Task
Pick out each line in the material below that contains the word "earring", and copy those lines.

::: Records to use

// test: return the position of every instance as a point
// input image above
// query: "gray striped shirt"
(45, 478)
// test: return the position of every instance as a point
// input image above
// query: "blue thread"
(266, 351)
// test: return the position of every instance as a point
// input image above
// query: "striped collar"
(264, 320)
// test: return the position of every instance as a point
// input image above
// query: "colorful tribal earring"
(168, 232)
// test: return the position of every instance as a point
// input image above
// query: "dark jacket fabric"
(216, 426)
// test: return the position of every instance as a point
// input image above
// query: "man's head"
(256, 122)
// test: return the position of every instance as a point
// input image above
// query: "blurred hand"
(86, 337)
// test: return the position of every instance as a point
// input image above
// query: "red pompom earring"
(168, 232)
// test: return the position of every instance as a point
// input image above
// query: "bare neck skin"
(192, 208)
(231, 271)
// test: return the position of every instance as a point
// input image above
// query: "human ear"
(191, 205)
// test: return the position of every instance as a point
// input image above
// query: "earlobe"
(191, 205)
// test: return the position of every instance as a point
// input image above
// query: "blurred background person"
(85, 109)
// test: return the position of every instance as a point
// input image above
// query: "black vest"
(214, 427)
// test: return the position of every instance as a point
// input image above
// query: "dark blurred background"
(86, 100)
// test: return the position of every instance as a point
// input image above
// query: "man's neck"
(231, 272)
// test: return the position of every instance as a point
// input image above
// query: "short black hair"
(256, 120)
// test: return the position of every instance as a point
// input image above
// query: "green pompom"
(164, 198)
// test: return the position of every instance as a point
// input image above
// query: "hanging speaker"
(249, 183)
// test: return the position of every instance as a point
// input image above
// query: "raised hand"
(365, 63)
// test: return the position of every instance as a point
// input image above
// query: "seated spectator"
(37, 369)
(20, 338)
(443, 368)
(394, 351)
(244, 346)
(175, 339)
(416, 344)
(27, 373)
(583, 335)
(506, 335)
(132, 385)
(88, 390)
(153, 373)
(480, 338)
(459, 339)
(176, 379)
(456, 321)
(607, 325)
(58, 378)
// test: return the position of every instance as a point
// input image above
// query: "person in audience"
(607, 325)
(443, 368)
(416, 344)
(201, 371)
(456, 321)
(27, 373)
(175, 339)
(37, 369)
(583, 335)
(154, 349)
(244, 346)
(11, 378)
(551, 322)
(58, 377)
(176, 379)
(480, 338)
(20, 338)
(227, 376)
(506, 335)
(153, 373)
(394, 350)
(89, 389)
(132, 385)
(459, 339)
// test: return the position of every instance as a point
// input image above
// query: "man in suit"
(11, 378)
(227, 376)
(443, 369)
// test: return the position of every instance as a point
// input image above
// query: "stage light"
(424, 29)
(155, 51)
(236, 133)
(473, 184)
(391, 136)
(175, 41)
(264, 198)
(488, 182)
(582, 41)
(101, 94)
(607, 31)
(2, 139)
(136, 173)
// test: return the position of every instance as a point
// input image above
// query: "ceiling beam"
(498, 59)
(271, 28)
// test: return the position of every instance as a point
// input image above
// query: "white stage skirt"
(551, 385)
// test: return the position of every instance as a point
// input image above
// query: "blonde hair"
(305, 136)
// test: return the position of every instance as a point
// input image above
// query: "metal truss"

::::::

Solution to this task
// query: "colorful tribal earring"
// query: "red pompom earring"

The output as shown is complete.